### Your goal:
Extract each line of the data and write it out again exactly.

### Dataset extract:
----------------------------------------

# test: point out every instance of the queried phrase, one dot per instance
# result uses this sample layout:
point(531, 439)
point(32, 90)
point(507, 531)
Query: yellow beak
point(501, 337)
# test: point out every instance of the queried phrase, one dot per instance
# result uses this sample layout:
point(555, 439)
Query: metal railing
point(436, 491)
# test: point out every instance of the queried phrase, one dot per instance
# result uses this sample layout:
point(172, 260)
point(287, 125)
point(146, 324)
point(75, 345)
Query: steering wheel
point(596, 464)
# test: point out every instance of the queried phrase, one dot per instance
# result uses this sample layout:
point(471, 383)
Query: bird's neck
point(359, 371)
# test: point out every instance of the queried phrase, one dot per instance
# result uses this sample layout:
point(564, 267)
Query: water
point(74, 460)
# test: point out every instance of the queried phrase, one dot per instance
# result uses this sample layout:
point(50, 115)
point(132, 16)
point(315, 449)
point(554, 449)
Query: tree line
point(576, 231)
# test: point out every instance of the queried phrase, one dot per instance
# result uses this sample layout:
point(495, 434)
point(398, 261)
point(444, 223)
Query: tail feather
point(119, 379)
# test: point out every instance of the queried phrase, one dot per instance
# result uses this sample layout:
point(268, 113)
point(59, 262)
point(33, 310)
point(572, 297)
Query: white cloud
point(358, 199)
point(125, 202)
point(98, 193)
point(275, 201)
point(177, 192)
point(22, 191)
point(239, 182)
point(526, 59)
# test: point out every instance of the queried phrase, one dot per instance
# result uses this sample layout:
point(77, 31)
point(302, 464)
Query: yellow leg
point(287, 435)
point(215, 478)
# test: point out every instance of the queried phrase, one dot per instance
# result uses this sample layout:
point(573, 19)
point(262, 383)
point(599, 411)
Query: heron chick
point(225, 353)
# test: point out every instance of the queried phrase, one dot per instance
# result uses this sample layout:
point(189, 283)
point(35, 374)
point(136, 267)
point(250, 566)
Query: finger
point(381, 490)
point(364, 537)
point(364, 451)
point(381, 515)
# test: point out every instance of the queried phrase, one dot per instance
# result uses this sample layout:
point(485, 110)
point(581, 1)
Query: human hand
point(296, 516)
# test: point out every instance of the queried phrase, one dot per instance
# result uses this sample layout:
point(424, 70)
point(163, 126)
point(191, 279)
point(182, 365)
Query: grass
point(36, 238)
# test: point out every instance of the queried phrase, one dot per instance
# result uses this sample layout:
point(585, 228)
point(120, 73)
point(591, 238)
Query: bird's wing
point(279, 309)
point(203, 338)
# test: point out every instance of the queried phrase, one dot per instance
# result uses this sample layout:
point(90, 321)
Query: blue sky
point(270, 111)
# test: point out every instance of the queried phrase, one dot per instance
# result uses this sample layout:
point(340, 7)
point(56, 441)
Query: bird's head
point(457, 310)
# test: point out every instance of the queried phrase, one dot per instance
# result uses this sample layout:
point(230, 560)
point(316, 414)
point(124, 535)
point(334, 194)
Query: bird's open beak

----------------------------------------

### Written solution:
# test: point out every instance of the queried phrase, one dot per instance
# result uses this sample layout:
point(531, 439)
point(32, 90)
point(507, 531)
Query: yellow beak
point(501, 337)
# test: point out every instance of the queried phrase, one dot per instance
# result uses this sample layout:
point(555, 439)
Query: metal railing
point(436, 491)
# test: point out every instance of the queried phrase, one dot per instance
# result uses this sample layout:
point(172, 260)
point(287, 125)
point(146, 324)
point(75, 345)
Query: steering wheel
point(596, 464)
# test: point out every instance of the queried phrase, one dot per instance
# result uses this sample layout:
point(471, 383)
Query: bird's neck
point(359, 371)
# test: point out every instance of the queried phrase, one dot per instance
# result uses this sample layout:
point(564, 267)
Query: water
point(74, 460)
# test: point out every instance of the queried phrase, one dot per instance
# result uses this sample layout:
point(50, 115)
point(132, 16)
point(315, 449)
point(554, 449)
Query: tree line
point(576, 231)
# test: point out every instance of the queried phrase, one dot per instance
# result uses this sample layout:
point(495, 434)
point(398, 261)
point(444, 223)
Query: tail feather
point(119, 379)
# test: point out every instance of the queried phrase, one dot per instance
# result uses this sample layout:
point(268, 113)
point(59, 262)
point(33, 310)
point(572, 297)
Query: white cloud
point(358, 199)
point(125, 202)
point(98, 193)
point(275, 201)
point(177, 192)
point(22, 191)
point(239, 182)
point(526, 59)
# test: point out every instance of the queried phrase, one dot per instance
# result uses this sample layout:
point(77, 31)
point(302, 464)
Query: yellow leg
point(287, 435)
point(215, 478)
# test: point out every instance of the queried phrase, one dot per instance
# result uses this sample layout:
point(573, 19)
point(262, 383)
point(599, 411)
Query: heron chick
point(225, 353)
# test: point out every instance of the queried phrase, one dot per instance
# result uses this sample layout:
point(189, 283)
point(35, 374)
point(136, 267)
point(250, 566)
Query: finger
point(381, 490)
point(364, 537)
point(364, 451)
point(381, 515)
# test: point out every instance of the queried phrase, one dot per instance
# result uses this sample layout:
point(485, 110)
point(581, 1)
Query: human hand
point(296, 516)
# test: point out every instance of the queried phrase, one dot per instance
# result uses this sample layout:
point(424, 70)
point(163, 126)
point(191, 279)
point(182, 365)
Query: grass
point(36, 238)
# test: point out every instance of the queried phrase, one dot per instance
# result uses this sample layout:
point(585, 228)
point(120, 73)
point(591, 238)
Query: bird's wing
point(279, 309)
point(203, 338)
# test: point out every instance of the queried phrase, one dot per instance
# result uses this sample layout:
point(90, 321)
Query: blue sky
point(270, 111)
# test: point out every instance of the queried phrase, one dot per instance
# result uses this sample layout:
point(340, 7)
point(56, 441)
Query: bird's head
point(457, 310)
# test: point out every instance of the queried phrase, one dot per instance
# result uses this sample layout:
point(230, 560)
point(316, 414)
point(124, 535)
point(334, 194)
Query: bird's open beak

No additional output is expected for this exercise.